▶ [What you should do] Rewrite the rows below with every "swimmer" replaced by "surfer" and everything else left unchanged. Omit the pictures from your answer.

▶ [Supplied material]
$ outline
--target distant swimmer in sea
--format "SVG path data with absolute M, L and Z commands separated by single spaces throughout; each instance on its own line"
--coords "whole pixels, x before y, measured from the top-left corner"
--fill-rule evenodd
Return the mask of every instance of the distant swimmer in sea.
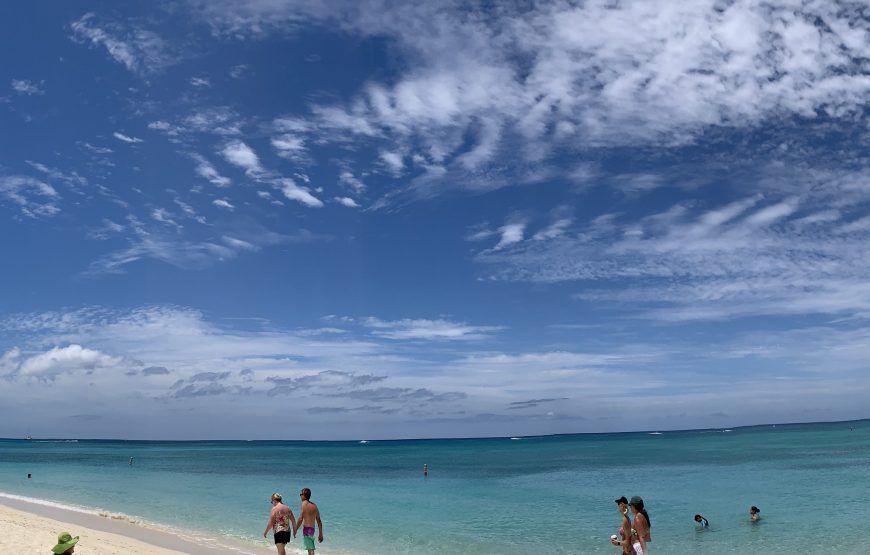
M 643 499 L 635 495 L 628 502 L 628 506 L 631 507 L 631 512 L 634 513 L 634 522 L 632 524 L 634 531 L 637 532 L 634 550 L 640 555 L 649 555 L 649 542 L 652 541 L 652 537 L 650 536 L 649 513 L 646 512 L 643 506 Z M 640 549 L 638 549 L 638 544 Z
M 293 528 L 293 535 L 299 527 L 302 527 L 302 548 L 308 551 L 308 555 L 314 555 L 314 550 L 317 548 L 314 543 L 314 524 L 317 524 L 317 541 L 323 543 L 323 523 L 320 522 L 320 509 L 317 505 L 311 502 L 311 490 L 302 488 L 299 492 L 299 497 L 302 498 L 302 507 L 299 509 L 299 520 L 296 521 L 296 526 Z
M 57 535 L 57 545 L 51 548 L 51 552 L 57 555 L 75 553 L 77 543 L 79 543 L 78 536 L 72 537 L 72 534 L 69 532 L 61 532 Z
M 616 510 L 620 514 L 619 535 L 610 536 L 610 543 L 622 548 L 622 555 L 636 555 L 632 546 L 631 521 L 628 519 L 628 499 L 623 495 L 616 500 Z
M 287 553 L 284 546 L 290 543 L 290 530 L 293 530 L 293 536 L 296 537 L 296 519 L 293 517 L 293 511 L 282 503 L 282 500 L 280 493 L 272 494 L 269 501 L 272 504 L 272 510 L 269 512 L 269 522 L 266 523 L 266 530 L 263 532 L 265 538 L 269 535 L 269 530 L 272 530 L 278 555 Z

▶ [Solved problem]
$ outline
--target distant surfer in sea
--format "SVG path data with absolute M, L and Z commands separated by single spaces throughout; each instance on its own line"
--coords "whole pixels, x before y, measured from the top-left corner"
--fill-rule evenodd
Return the mask of every instance of the distant surfer in sea.
M 643 499 L 635 495 L 628 502 L 628 506 L 631 507 L 631 512 L 634 513 L 634 522 L 632 524 L 634 531 L 637 532 L 634 550 L 640 555 L 649 555 L 649 542 L 652 541 L 652 537 L 650 536 L 649 513 L 646 512 L 643 506 Z M 640 549 L 638 549 L 638 544 Z
M 293 528 L 293 535 L 299 527 L 302 527 L 302 548 L 308 551 L 308 555 L 314 555 L 314 550 L 317 548 L 314 543 L 314 524 L 317 524 L 317 541 L 323 543 L 323 523 L 320 522 L 320 509 L 317 505 L 311 502 L 311 490 L 302 488 L 299 492 L 299 497 L 302 498 L 302 507 L 299 509 L 299 520 L 296 521 L 296 526 Z
M 57 535 L 57 545 L 51 548 L 51 552 L 57 555 L 75 553 L 77 543 L 79 543 L 78 536 L 72 537 L 72 534 L 69 532 L 61 532 Z
M 616 510 L 620 514 L 619 535 L 610 536 L 610 543 L 622 548 L 622 555 L 636 555 L 632 546 L 631 521 L 628 519 L 628 499 L 623 495 L 616 500 Z
M 287 553 L 284 546 L 290 543 L 290 530 L 293 530 L 293 536 L 296 537 L 296 519 L 293 517 L 293 511 L 282 503 L 282 500 L 280 493 L 272 494 L 269 501 L 272 504 L 272 510 L 269 512 L 269 522 L 266 523 L 266 530 L 263 532 L 265 538 L 269 535 L 269 530 L 272 530 L 278 555 Z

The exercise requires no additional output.